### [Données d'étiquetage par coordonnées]
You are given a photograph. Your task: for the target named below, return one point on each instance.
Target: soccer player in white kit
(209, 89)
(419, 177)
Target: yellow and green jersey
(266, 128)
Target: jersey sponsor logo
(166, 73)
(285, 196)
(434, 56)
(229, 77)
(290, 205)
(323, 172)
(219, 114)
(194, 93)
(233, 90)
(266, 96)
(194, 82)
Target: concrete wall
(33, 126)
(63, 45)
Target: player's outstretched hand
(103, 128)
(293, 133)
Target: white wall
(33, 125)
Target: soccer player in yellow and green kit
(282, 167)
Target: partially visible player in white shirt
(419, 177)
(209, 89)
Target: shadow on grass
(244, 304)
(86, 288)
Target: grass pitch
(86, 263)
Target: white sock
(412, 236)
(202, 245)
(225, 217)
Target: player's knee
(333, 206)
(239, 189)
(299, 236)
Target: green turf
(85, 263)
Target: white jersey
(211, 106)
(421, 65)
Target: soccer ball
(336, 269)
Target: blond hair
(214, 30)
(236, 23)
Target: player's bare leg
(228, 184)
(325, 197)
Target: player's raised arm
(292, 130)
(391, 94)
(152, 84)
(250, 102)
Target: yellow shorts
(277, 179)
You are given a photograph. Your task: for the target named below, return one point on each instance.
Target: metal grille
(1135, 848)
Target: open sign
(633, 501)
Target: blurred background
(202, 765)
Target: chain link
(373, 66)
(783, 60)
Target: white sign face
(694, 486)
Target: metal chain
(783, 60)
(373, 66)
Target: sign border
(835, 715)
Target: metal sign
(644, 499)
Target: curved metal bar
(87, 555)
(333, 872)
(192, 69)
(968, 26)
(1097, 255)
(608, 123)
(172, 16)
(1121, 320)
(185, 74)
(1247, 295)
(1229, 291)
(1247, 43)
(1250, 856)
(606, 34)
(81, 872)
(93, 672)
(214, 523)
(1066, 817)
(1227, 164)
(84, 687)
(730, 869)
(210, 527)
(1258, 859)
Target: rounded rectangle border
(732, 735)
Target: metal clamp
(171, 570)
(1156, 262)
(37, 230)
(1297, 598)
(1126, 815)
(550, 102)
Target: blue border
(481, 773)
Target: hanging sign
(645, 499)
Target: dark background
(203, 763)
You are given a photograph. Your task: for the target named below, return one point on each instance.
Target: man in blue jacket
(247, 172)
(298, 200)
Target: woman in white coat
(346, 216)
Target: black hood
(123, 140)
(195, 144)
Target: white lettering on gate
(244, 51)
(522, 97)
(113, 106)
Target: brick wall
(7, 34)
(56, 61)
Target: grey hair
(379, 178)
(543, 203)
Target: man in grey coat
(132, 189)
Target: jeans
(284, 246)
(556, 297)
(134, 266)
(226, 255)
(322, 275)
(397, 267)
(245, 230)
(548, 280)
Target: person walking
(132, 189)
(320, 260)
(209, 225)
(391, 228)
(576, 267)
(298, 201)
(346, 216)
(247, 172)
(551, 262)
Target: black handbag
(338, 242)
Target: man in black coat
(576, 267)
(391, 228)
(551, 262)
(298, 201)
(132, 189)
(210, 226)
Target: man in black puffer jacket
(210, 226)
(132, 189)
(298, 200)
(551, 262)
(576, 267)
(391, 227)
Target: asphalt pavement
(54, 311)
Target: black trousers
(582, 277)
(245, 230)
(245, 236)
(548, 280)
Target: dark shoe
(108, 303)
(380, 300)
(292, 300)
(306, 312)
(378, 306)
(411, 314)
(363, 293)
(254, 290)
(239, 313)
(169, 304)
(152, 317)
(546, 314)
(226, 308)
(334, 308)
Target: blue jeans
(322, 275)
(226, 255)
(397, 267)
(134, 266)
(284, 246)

### [Consigne]
Recopiez le passage qui va de la ligne contenant « Target: asphalt pavement » jusqu'à la fin des enregistrements, demandes comprises, en mettant à l'échelle les coordonnées des réponses : multipliez chacune par 2,55 et arrondissez à l'entier le plus proche, les demis vers le haut. Ne donnez que ces lignes.

### [Corrigé]
Target: asphalt pavement
(138, 793)
Target: black trousers
(1484, 706)
(625, 587)
(625, 602)
(1397, 714)
Target: dark shoe
(275, 773)
(969, 765)
(745, 765)
(780, 796)
(964, 780)
(1048, 801)
(926, 747)
(648, 740)
(609, 798)
(431, 775)
(388, 808)
(1392, 801)
(576, 785)
(852, 785)
Target: blue jeans
(821, 701)
(576, 650)
(1012, 681)
(342, 678)
(724, 627)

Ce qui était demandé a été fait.